··· Materials provided ···

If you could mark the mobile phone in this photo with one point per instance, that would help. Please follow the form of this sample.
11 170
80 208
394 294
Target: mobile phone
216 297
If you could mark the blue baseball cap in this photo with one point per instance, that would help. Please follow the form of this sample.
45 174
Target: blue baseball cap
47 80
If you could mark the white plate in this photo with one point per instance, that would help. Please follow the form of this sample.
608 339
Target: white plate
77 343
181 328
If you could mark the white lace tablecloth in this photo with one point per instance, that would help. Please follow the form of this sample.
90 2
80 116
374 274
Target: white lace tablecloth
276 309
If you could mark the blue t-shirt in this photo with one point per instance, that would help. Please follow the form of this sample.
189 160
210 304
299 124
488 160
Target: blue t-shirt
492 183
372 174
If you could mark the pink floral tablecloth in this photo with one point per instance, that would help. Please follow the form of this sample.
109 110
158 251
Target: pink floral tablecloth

···
··· Materials provided ···

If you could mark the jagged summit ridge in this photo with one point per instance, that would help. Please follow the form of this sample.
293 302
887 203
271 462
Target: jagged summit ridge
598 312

···
··· Materials provided ···

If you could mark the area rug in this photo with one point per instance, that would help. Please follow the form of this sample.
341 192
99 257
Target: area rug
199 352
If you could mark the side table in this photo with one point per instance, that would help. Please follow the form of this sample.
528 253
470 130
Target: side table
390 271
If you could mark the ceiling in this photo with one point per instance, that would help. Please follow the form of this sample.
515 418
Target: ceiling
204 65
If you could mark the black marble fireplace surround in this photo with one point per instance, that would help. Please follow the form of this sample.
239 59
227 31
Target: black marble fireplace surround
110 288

···

Problem to work on
Find the number of lines in the material above that contain the word "floral"; write that number and nothing else.

Written answer
2